Task objective:
Set down the records that follow exactly and completely.
######
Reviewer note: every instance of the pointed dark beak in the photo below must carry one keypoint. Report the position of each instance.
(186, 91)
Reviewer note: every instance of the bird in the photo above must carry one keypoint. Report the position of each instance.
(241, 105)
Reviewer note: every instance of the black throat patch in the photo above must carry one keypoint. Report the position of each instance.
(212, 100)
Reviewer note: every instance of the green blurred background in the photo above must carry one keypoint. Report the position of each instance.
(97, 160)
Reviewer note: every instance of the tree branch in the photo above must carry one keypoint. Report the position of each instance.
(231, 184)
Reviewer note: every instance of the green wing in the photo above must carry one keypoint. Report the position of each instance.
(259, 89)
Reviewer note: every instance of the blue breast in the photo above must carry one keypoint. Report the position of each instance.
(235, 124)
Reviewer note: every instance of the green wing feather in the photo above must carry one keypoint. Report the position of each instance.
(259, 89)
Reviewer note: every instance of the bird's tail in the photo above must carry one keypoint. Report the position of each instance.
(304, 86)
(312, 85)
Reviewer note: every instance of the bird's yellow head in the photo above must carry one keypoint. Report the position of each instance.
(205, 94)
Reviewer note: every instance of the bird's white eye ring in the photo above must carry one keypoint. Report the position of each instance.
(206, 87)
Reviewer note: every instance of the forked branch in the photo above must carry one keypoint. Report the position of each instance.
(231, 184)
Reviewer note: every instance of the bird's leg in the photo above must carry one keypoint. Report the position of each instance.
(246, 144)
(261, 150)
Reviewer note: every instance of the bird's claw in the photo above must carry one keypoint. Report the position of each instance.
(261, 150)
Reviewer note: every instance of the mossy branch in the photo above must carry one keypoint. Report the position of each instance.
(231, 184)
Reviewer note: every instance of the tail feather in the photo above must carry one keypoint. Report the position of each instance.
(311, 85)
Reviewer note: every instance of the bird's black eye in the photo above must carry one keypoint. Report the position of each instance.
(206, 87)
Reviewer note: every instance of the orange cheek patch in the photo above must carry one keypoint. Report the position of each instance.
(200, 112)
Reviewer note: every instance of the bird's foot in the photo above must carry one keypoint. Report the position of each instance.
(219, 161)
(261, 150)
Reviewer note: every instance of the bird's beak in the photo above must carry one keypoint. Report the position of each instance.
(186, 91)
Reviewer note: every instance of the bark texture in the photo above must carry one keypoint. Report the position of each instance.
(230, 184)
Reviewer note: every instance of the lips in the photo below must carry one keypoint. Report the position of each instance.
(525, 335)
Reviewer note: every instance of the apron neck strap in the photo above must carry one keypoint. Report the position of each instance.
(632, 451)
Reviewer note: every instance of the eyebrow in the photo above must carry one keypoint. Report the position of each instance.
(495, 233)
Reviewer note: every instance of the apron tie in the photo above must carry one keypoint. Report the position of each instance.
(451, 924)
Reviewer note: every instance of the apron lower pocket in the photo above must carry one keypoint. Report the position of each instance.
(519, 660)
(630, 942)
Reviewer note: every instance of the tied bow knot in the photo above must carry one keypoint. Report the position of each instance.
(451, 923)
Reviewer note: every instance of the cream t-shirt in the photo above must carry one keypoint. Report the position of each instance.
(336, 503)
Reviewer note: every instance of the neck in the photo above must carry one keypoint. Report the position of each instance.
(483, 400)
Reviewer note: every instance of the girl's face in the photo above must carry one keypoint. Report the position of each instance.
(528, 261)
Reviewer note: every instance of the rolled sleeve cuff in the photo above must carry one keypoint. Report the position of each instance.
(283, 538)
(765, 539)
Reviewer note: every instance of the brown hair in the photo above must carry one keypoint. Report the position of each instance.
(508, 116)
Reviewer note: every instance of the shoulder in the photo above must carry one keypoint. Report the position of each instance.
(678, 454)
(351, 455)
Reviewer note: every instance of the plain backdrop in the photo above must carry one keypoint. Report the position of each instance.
######
Output for this task:
Reviewer note: every instance of the pointed dark beak in the photo below must carry one keypoint. Report the position of each instance.
(186, 91)
Reviewer note: every instance of the bird in the photo above must carry one keypoint. Report the position of each instance.
(241, 105)
Reviewer note: every instance of the black throat patch in the photo above must carry one keypoint. Report the position of each instance.
(212, 100)
Reviewer note: every instance of the green blurred background in the photo above must carry one keypoint. Report the position of each instance.
(97, 160)
Reviewer note: every instance of the tree branch in the photo above must carry one keypoint. Report the position of each instance.
(231, 184)
Reviewer note: every instance of the green wing in the photo above must carry one keypoint. Report the position of each instance.
(259, 89)
Reviewer note: every instance of the blue breast in the photo above must carry one keypoint. Report the position of each instance.
(235, 124)
Reviewer note: every instance of the green wing feather in the photo above must carry one keypoint. Report the position of each instance.
(259, 89)
Reviewer note: every instance of the bird's tail in the photo above must carry one keypoint. Report the position of each instance.
(304, 86)
(312, 85)
Reviewer note: every instance of the bird's yellow head in the photo above must carry one keypoint. Report the position of each instance.
(205, 94)
Reviewer note: every instance of the bird's white eye ring in the photo above must carry one keypoint. Report the position of each instance.
(206, 87)
Reviewer note: every instance of the forked branch in the photo above must carry one keypoint. Report the position of each instance.
(231, 184)
Reviewer note: every instance of the bird's leg in the photo above must carry one keypoint. Report the position of each instance.
(246, 144)
(261, 150)
Reviewer note: every instance of the bird's claw in the photo above must carry one keypoint. Report the position of each instance.
(261, 150)
Reviewer note: every instance of the mossy branch in the photo above must carry one keypoint. Report the position of each instance.
(231, 184)
Reviewer note: every instance of the tail feather in the photo above must carry one keypoint. Report the position of each instance.
(311, 85)
Reviewer note: every instance of the bird's black eye in the photo above must carry one keypoint. Report the position of each instance.
(206, 87)
Reviewer note: every instance of the orange cheek patch in the photo above must carry one keypoint. Report the position of each instance.
(200, 112)
Reviewer note: every instance of the bird's foot in the photo above must carry one keypoint. Report the position of each instance.
(219, 161)
(261, 150)
Reviewer note: every instance of the bird's beak in the photo above must carry one keypoint. Report the position of each instance.
(186, 91)
Reviewer note: every instance of the bark texture in the photo above must carry one keypoint. Report the position of each instance.
(230, 184)
Reviewer note: every instance of the lips in the photo below must carry one keypoint. Report the position of each instance.
(525, 335)
Reviewer note: every instance of the apron neck strap in the photo above must carry one keypoint. Report the position of each instance.
(632, 451)
Reviewer note: every instance of the eyebrow in the photo above must carry one keypoint. Report the position of each instance.
(495, 233)
Reviewer note: every instance of the apron tie in the photo above must carry one keypoint. Report the position of each instance.
(451, 924)
Reviewer note: every instance of the apron lower pocket in the photo above must carry one keypoint. Report the position of each instance.
(519, 660)
(630, 942)
Reviewer note: every instance of the tied bow knot in the photo above must carry one keypoint. Report the position of each instance.
(451, 923)
Reviewer note: every instance of the cream t-shirt in the photo above must carry one keypoint. Report the position of each instance.
(336, 503)
Reviewer note: every instance of the neck in the photo above must carry one keypoint. Report the position of each instance.
(483, 400)
Reviewer note: every instance of the girl's face in the photo above must carry one keypoint. Report the position of each instance.
(528, 261)
Reviewer note: every instance of the rolled sleeve cuff in the photo above must carry one keypoint. Report the position of each instance.
(283, 538)
(765, 539)
Reviewer note: every instance of the brown hair in the photo above must carry one keypoint. Report the position of each instance.
(508, 116)
Reviewer note: every instance of the shoulder in the photo above must carry one keypoint. Report the position of each instance.
(678, 454)
(351, 455)
Reviewer note: every instance of the plain backdrop in the photo above must carry one keypoint. Report the position of each instance.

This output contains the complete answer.